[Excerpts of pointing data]
⁂

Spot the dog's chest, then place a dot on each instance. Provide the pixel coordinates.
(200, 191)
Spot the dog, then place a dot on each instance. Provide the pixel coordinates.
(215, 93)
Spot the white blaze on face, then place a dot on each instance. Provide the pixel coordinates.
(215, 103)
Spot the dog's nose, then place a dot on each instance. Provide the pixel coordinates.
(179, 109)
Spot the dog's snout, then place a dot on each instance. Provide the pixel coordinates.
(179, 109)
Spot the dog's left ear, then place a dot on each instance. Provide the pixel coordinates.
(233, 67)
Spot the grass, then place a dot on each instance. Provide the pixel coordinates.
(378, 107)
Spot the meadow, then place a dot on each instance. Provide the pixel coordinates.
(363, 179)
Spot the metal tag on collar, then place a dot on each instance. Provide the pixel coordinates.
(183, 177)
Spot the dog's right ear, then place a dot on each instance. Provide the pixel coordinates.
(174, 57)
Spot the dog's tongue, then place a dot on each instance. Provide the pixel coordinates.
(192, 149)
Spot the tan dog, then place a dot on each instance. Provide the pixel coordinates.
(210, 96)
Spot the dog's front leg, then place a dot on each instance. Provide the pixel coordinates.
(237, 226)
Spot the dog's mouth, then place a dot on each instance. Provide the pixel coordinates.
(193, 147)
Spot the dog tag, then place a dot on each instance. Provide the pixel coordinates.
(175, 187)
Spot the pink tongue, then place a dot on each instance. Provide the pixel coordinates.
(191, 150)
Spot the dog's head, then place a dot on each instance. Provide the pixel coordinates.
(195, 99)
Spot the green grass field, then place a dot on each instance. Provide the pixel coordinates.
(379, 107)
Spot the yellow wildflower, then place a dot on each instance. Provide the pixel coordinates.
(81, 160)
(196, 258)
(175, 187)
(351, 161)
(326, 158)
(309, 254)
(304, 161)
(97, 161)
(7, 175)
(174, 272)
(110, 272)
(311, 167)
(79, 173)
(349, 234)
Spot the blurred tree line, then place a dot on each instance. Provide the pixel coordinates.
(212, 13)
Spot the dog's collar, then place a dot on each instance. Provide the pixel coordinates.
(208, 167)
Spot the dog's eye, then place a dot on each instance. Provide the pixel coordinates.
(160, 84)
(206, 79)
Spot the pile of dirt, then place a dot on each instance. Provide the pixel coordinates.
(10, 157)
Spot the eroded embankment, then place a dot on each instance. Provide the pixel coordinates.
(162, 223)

⁂

Stated exercise :: Please output the complete data exactly.

Answer for the task ::
Spot the dog's chest, then place a dot on each instance. Provide the pixel coordinates.
(200, 191)
Spot the dog, then place a dot on each instance. Provide the pixel coordinates.
(215, 93)
Spot the white blaze on face, then place a dot on each instance. Provide the pixel coordinates.
(215, 103)
Spot the dog's nose, then place a dot on each instance. Provide the pixel coordinates.
(179, 109)
Spot the dog's snout, then place a dot on each instance. Provide the pixel coordinates.
(179, 109)
Spot the dog's left ear, then place a dot on each instance. Provide the pixel coordinates.
(233, 67)
Spot the grass, then place a dot on each instance. Provide the pixel coordinates.
(378, 107)
Spot the meadow, then place a dot on each instance. Provide the pixel coordinates.
(363, 179)
Spot the metal tag on collar, then place a dot on each instance. Provide the pixel coordinates.
(183, 177)
Spot the dog's right ear, then place a dot on each instance. Provide the pixel coordinates.
(174, 57)
Spot the dog's tongue, then place a dot on each instance. Provide the pixel coordinates.
(192, 149)
Spot the tan dog, then place a dot on each instance. Provide the pixel coordinates.
(210, 96)
Spot the dog's front leg, then place a dot on each instance. Provide the pixel coordinates.
(237, 226)
Spot the dog's mouth, then place a dot on each instance. Provide the pixel coordinates.
(193, 147)
Spot the dog tag, then place a dot on each instance. Provide the pixel coordinates.
(175, 187)
Spot the pink tongue, then place a dot on each instance. Provide the pixel coordinates.
(191, 150)
Spot the dog's head, then place a dot on each instance. Provide the pixel coordinates.
(195, 99)
Spot the green grass field, then place a dot on each instance. Provide the pixel coordinates.
(379, 107)
Spot the yellow wildflower, then place a dot on each instance. Provide the pixel coordinates.
(81, 160)
(196, 258)
(175, 187)
(351, 161)
(326, 158)
(309, 254)
(304, 161)
(97, 161)
(7, 175)
(174, 272)
(110, 272)
(311, 167)
(79, 173)
(349, 234)
Spot the blurred tree line, then place a dot on each instance. Provide the pixel coordinates.
(212, 13)
Spot the dog's collar, then place a dot on each instance. Provide the pixel coordinates.
(208, 167)
Spot the dog's eye, then place a dot on each instance. Provide the pixel coordinates.
(160, 84)
(206, 79)
Spot the pile of dirt, then place a dot on each instance. Provide the pixel coordinates.
(10, 157)
Spot the eroded embankment, then place a dot on each instance. Provide the pixel coordinates.
(162, 223)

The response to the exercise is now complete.